_Entries shown_
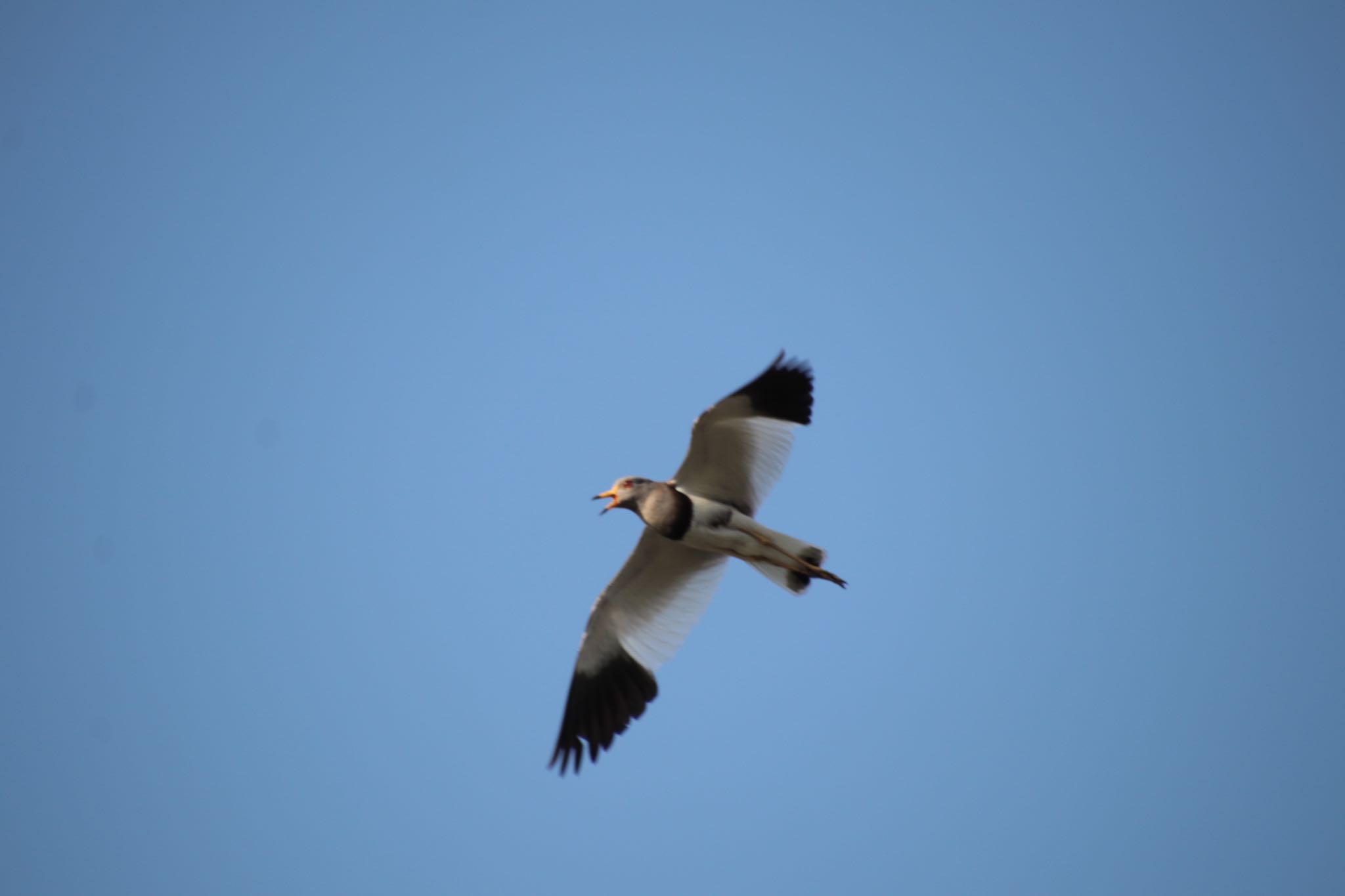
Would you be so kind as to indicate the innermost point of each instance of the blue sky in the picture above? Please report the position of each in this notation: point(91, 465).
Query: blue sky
point(320, 324)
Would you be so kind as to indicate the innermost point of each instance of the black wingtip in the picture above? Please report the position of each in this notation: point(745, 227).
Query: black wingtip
point(602, 706)
point(783, 390)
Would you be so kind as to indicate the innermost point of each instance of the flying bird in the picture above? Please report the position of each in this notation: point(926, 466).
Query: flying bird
point(694, 523)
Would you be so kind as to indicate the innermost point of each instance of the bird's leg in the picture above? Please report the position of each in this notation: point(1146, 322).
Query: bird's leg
point(808, 568)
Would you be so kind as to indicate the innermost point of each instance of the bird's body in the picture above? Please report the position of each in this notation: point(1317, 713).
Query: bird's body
point(693, 524)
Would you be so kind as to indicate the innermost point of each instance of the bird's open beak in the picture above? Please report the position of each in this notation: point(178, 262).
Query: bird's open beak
point(609, 494)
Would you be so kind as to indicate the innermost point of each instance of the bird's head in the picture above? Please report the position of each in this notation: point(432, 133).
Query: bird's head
point(625, 494)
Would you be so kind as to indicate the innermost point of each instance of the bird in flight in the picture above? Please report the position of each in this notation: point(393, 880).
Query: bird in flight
point(694, 523)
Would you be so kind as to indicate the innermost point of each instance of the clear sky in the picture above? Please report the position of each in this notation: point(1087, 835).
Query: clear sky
point(322, 323)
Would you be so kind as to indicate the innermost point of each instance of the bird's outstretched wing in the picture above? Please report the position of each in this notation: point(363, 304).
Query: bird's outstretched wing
point(636, 625)
point(739, 448)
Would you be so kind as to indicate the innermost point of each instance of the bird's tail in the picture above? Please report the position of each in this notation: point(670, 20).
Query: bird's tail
point(782, 566)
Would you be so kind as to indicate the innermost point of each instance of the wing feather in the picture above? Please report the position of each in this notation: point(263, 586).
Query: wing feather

_Directions_
Lay out everything from the start of the items above down to the line containing "point(320, 324)", both ends included, as a JSON list of strings with one string per line and blank lines omitted. Leave the pictures out of the answer.

_Solution to the problem_
[
  "Would you be so kind as to indicate the innermost point of each instance of the blue sky in the picture above? Please report the position of each in this notation: point(91, 465).",
  "Query: blue sky",
  "point(320, 324)"
]